▶ EXERCISE GOAL: The records below are to be set down word for word, with every picture left out.
-*-
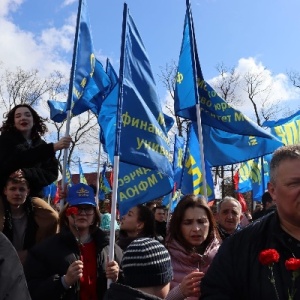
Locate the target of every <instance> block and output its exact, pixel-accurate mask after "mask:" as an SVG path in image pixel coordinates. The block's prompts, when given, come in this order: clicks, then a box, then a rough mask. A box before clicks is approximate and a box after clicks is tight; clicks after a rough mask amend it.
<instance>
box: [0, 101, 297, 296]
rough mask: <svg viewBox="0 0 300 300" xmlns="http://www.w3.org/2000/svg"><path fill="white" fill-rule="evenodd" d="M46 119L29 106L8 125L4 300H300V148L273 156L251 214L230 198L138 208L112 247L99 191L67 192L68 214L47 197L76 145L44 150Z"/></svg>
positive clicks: (4, 262)
mask: <svg viewBox="0 0 300 300" xmlns="http://www.w3.org/2000/svg"><path fill="white" fill-rule="evenodd" d="M45 121H46V120H44V119H42V118H41V117H40V116H39V115H38V114H37V113H36V111H35V110H34V109H33V108H32V107H30V106H29V105H26V104H22V105H17V106H16V107H14V108H13V109H12V110H11V111H9V112H8V113H7V115H6V118H5V120H4V121H3V124H2V127H1V128H0V132H1V135H0V166H1V168H0V188H1V190H0V191H1V195H0V249H1V251H0V299H46V300H47V299H49V300H55V299H65V300H71V299H81V300H88V299H89V300H94V299H95V300H96V299H97V300H98V299H101V300H102V299H103V300H116V299H128V300H131V299H132V300H134V299H135V300H137V299H139V300H142V299H146V300H148V299H149V300H151V299H152V300H155V299H156V300H159V299H167V300H184V299H190V300H195V299H200V300H202V299H204V300H205V299H210V300H213V299H216V300H223V299H224V300H225V299H228V300H229V299H243V300H244V299H245V300H247V299H257V300H259V299H277V300H280V299H289V300H292V299H300V276H299V274H300V246H299V245H300V145H291V146H283V147H281V148H279V149H277V150H276V151H275V152H274V154H273V157H272V160H271V163H270V182H269V183H268V191H266V192H265V193H264V195H263V197H262V208H257V211H256V212H254V213H253V215H252V216H251V214H250V212H244V211H242V206H241V204H240V202H239V201H238V200H237V199H235V198H234V197H232V196H226V197H224V198H223V199H222V200H221V201H219V202H218V203H217V207H216V212H215V213H214V212H213V211H212V209H211V207H209V206H208V203H207V201H206V199H204V198H203V196H200V195H184V196H183V197H182V198H181V199H180V201H179V202H178V204H177V206H176V207H175V209H174V211H173V213H172V215H171V218H168V211H167V209H166V207H164V206H161V205H160V204H157V205H153V207H150V203H147V204H138V205H136V206H134V207H131V208H130V209H129V210H128V212H127V213H126V214H125V215H124V216H122V217H121V220H120V222H118V223H117V224H116V226H114V227H115V228H116V231H117V233H116V239H115V244H114V245H110V244H109V240H110V239H109V234H110V224H111V222H116V220H111V215H110V207H109V201H106V202H105V203H103V204H105V205H104V207H103V208H102V211H101V212H100V210H99V206H98V201H96V199H95V191H94V189H93V188H92V187H91V186H89V185H87V184H83V183H78V184H74V185H72V186H71V187H69V188H68V189H67V190H66V191H64V197H63V198H65V205H64V207H63V208H62V209H61V211H60V212H59V214H58V212H57V211H55V210H54V209H53V208H52V207H51V206H50V205H49V204H48V203H47V202H46V201H45V200H44V199H42V197H43V195H42V189H43V187H44V186H46V185H49V184H50V183H52V182H53V181H55V180H56V179H57V176H58V161H57V160H56V158H55V153H56V152H57V151H59V150H63V149H66V148H68V147H69V146H70V143H71V142H72V141H71V138H70V137H64V138H62V139H60V140H59V141H58V142H56V143H46V142H45V141H44V140H43V139H42V136H43V135H44V133H45V132H46V131H47V127H46V125H45ZM152 204H153V203H151V205H152ZM243 220H244V222H243ZM110 247H113V253H114V255H112V256H114V257H109V253H111V252H110V251H109V250H110Z"/></svg>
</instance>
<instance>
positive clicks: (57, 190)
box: [53, 185, 59, 204]
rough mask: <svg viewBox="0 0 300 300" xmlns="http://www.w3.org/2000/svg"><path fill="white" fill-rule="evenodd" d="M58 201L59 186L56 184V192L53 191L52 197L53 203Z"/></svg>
mask: <svg viewBox="0 0 300 300" xmlns="http://www.w3.org/2000/svg"><path fill="white" fill-rule="evenodd" d="M58 202H59V186H58V185H57V186H56V193H55V196H54V198H53V204H56V203H58Z"/></svg>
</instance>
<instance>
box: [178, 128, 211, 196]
mask: <svg viewBox="0 0 300 300" xmlns="http://www.w3.org/2000/svg"><path fill="white" fill-rule="evenodd" d="M196 133H197V124H196V123H195V122H193V123H190V124H189V128H188V137H187V145H186V150H185V157H184V164H183V174H182V181H181V192H182V194H184V195H186V194H195V195H200V194H202V195H204V185H203V173H204V172H203V170H202V164H201V157H200V151H199V140H198V136H197V134H196ZM205 173H206V186H207V200H213V199H215V195H214V183H213V179H212V174H211V170H210V166H209V163H208V162H207V161H206V162H205Z"/></svg>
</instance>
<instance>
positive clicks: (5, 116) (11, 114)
mask: <svg viewBox="0 0 300 300" xmlns="http://www.w3.org/2000/svg"><path fill="white" fill-rule="evenodd" d="M20 107H26V108H28V109H29V111H30V112H31V114H32V117H33V127H32V130H31V138H32V139H34V138H38V137H39V136H43V135H44V134H45V133H46V132H47V131H48V128H47V126H46V124H45V122H46V121H47V118H42V117H40V116H39V115H38V113H37V112H36V111H35V110H34V109H33V108H32V107H31V106H30V105H28V104H18V105H16V106H15V107H14V108H12V109H11V110H10V111H9V112H8V113H6V114H5V115H4V117H5V118H6V120H4V121H3V122H2V127H1V128H0V132H14V131H17V130H16V128H15V120H14V118H15V113H16V110H17V109H18V108H20Z"/></svg>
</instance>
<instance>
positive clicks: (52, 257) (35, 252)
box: [24, 229, 122, 300]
-*-
▶ SOLUTION:
Locate the target of every <instance> block and output its exact, pixel-accurate mask after "mask:" as an SVG path in image pixel coordinates. The block's prompts, when given, come in this order: clicks, then a box, then a rough mask. A box before clicks is approximate and a box after clicks is tight; clicks after a rough mask amend it.
<instance>
box: [0, 101, 297, 296]
rough mask: <svg viewBox="0 0 300 300" xmlns="http://www.w3.org/2000/svg"><path fill="white" fill-rule="evenodd" d="M46 119L29 106L8 125L4 300H300V148L273 156L251 214L230 198L138 208L112 247L99 191L67 192L68 214L47 197L76 145L44 150Z"/></svg>
positive clicks: (4, 262)
mask: <svg viewBox="0 0 300 300" xmlns="http://www.w3.org/2000/svg"><path fill="white" fill-rule="evenodd" d="M45 121H46V120H44V119H42V118H41V117H40V116H39V115H38V114H37V113H36V111H35V110H34V109H33V108H32V107H30V106H29V105H26V104H22V105H17V106H16V107H14V108H13V109H12V110H11V111H9V112H8V113H7V115H6V118H5V120H4V121H3V124H2V127H1V128H0V132H1V135H0V166H1V168H0V188H1V190H0V191H1V195H0V249H1V251H0V299H46V300H47V299H49V300H55V299H65V300H71V299H81V300H88V299H89V300H94V299H95V300H96V299H97V300H98V299H101V300H102V299H103V300H116V299H128V300H131V299H132V300H134V299H135V300H137V299H139V300H142V299H146V300H148V299H149V300H151V299H152V300H155V299H156V300H159V299H167V300H184V299H190V300H195V299H200V300H202V299H204V300H205V299H210V300H213V299H216V300H223V299H224V300H225V299H228V300H229V299H243V300H244V299H245V300H247V299H257V300H259V299H277V300H280V299H289V300H292V299H300V276H299V274H300V246H299V245H300V145H291V146H283V147H281V148H279V149H277V150H276V151H275V152H274V154H273V157H272V160H271V163H270V182H269V183H268V191H266V192H265V193H264V195H263V197H262V208H257V211H256V212H254V213H253V215H252V216H251V214H250V212H244V211H242V206H241V204H240V202H239V201H238V200H237V199H235V198H234V197H232V196H226V197H224V198H223V199H222V200H221V201H219V202H218V203H217V207H216V212H215V213H214V212H213V211H212V209H211V207H209V206H208V203H207V201H206V199H204V198H203V196H200V195H184V196H183V197H182V198H181V199H180V201H179V202H178V204H177V206H176V207H175V209H174V211H173V213H172V215H171V218H168V211H167V209H166V207H164V206H161V205H160V204H157V205H153V207H150V203H147V204H138V205H136V206H134V207H131V208H130V209H129V210H128V212H127V213H126V214H125V215H124V216H122V217H121V220H120V222H118V223H117V224H116V226H114V227H115V228H116V231H117V233H116V239H115V244H114V245H110V244H109V240H110V239H109V234H110V224H111V222H116V220H111V215H110V207H109V201H106V202H105V203H103V204H105V205H104V207H103V208H102V211H101V212H100V210H99V206H98V201H96V199H95V191H94V189H93V188H92V187H91V186H89V185H87V184H83V183H78V184H74V185H72V186H71V187H69V188H68V189H67V190H66V191H64V197H63V198H65V205H64V207H63V208H62V209H61V211H60V212H59V214H58V212H57V211H55V210H54V209H53V208H52V207H51V206H50V205H49V204H48V203H47V202H46V201H45V200H44V199H42V197H43V195H42V189H43V187H44V186H46V185H49V184H50V183H52V182H53V181H55V180H56V179H57V176H58V161H57V160H56V158H55V153H56V152H57V151H59V150H63V149H66V148H68V147H69V146H70V143H71V142H72V141H71V138H70V137H64V138H62V139H60V140H59V141H58V142H56V143H46V142H45V141H44V140H43V139H42V136H43V135H44V133H45V132H46V131H47V127H46V125H45ZM152 204H153V203H151V205H152ZM243 220H244V222H243ZM110 247H113V253H114V255H112V256H114V257H109V253H111V252H110V251H109V250H110Z"/></svg>
</instance>
<instance>
positive clicks: (57, 190)
box: [53, 185, 59, 204]
rough mask: <svg viewBox="0 0 300 300" xmlns="http://www.w3.org/2000/svg"><path fill="white" fill-rule="evenodd" d="M58 201L59 186L56 184V192L53 191L52 197L53 203Z"/></svg>
mask: <svg viewBox="0 0 300 300" xmlns="http://www.w3.org/2000/svg"><path fill="white" fill-rule="evenodd" d="M58 202H59V186H58V185H57V186H56V193H55V196H54V198H53V204H56V203H58Z"/></svg>
</instance>
<instance>
box: [178, 128, 211, 196]
mask: <svg viewBox="0 0 300 300" xmlns="http://www.w3.org/2000/svg"><path fill="white" fill-rule="evenodd" d="M196 133H197V124H196V123H195V122H193V123H190V124H189V128H188V137H187V145H186V150H185V157H184V164H183V174H182V181H181V192H182V194H184V195H186V194H195V195H200V194H202V195H204V185H203V173H204V172H203V170H202V164H201V157H200V151H199V140H198V136H197V134H196ZM205 173H206V186H207V200H213V199H215V195H214V183H213V179H212V174H211V170H210V166H209V163H208V162H207V161H206V162H205Z"/></svg>
</instance>
<instance>
positive clicks: (5, 116) (11, 114)
mask: <svg viewBox="0 0 300 300" xmlns="http://www.w3.org/2000/svg"><path fill="white" fill-rule="evenodd" d="M20 107H26V108H28V109H29V111H30V112H31V114H32V117H33V127H32V130H31V138H32V139H34V138H38V137H39V136H43V135H44V134H45V133H46V132H47V131H48V128H47V126H46V124H45V122H46V121H47V118H42V117H40V116H39V115H38V113H37V112H36V111H35V110H34V109H33V108H32V107H31V106H30V105H28V104H18V105H16V106H15V107H14V108H12V109H11V110H10V111H9V112H8V113H6V114H5V115H4V117H5V118H6V120H4V121H3V122H2V127H1V128H0V132H14V131H17V130H16V128H15V120H14V118H15V113H16V110H17V109H18V108H20Z"/></svg>
</instance>
<instance>
positive clicks: (52, 257) (35, 252)
box: [24, 229, 122, 300]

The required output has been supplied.